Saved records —
* start *
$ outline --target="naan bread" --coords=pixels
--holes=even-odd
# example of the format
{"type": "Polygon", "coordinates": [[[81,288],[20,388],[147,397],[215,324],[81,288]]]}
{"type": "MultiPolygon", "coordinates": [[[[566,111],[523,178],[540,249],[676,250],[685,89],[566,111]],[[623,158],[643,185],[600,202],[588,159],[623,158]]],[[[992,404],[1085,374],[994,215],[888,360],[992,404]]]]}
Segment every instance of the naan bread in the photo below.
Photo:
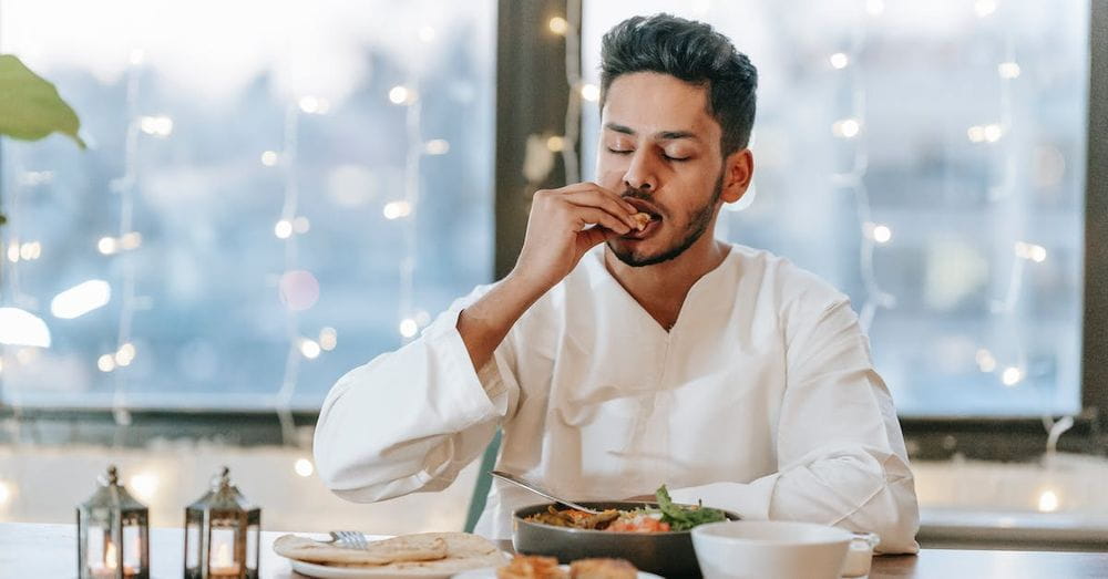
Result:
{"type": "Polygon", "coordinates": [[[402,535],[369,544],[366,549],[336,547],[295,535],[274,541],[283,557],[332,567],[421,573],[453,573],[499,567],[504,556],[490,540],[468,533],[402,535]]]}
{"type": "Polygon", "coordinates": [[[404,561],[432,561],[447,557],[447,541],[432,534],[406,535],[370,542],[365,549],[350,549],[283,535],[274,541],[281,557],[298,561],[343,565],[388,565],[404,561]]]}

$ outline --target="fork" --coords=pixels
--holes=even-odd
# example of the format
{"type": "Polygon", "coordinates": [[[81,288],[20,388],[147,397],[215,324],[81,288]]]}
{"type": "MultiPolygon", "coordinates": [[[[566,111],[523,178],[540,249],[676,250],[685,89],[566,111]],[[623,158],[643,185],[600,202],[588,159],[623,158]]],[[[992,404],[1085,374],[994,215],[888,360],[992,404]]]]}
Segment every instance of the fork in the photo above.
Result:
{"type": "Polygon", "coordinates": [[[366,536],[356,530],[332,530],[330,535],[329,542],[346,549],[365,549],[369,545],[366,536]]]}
* end *
Could you render all of the lines above as a JSON list of strings, one string per line, with blank lines dropped and the pictures left out?

[
  "$ outline --target=\"naan bread\" --coords=pixels",
  "--holes=even-odd",
  "# example of the format",
  "{\"type\": \"Polygon\", \"coordinates\": [[[81,288],[20,388],[147,397],[215,324],[81,288]]]}",
  "{\"type\": \"MultiPolygon\", \"coordinates\": [[[[566,111],[523,178],[540,249],[676,250],[685,89],[566,111]],[[623,158],[643,185],[600,202],[588,159],[623,158]]],[[[992,404],[1085,374],[994,215],[888,360],[992,404]]]]}",
  "Segment every instance of the naan bread in the photo below.",
  "Photo:",
  "Result:",
  "{\"type\": \"Polygon\", \"coordinates\": [[[402,535],[369,544],[366,549],[336,547],[295,535],[274,541],[283,557],[332,567],[421,573],[453,573],[499,567],[504,556],[490,540],[468,533],[402,535]]]}",
  "{\"type\": \"Polygon\", \"coordinates\": [[[404,561],[432,561],[447,557],[447,541],[432,534],[406,535],[370,542],[365,549],[350,549],[283,535],[274,541],[281,557],[298,561],[343,565],[388,565],[404,561]]]}",
  "$ outline --target=\"fork\" --coords=pixels",
  "--holes=even-odd",
  "# example of the format",
  "{\"type\": \"Polygon\", \"coordinates\": [[[81,288],[20,388],[147,397],[215,324],[81,288]]]}",
  "{\"type\": \"MultiPolygon\", \"coordinates\": [[[[566,111],[523,178],[540,249],[676,250],[685,89],[566,111]],[[623,158],[643,185],[600,202],[588,159],[623,158]]],[[[992,404],[1085,374],[994,215],[888,360],[992,404]]]]}",
  "Segment every instance of the fork in the photo above.",
  "Result:",
  "{\"type\": \"Polygon\", \"coordinates\": [[[366,536],[356,530],[332,530],[330,535],[329,542],[346,549],[365,549],[369,545],[366,536]]]}"
]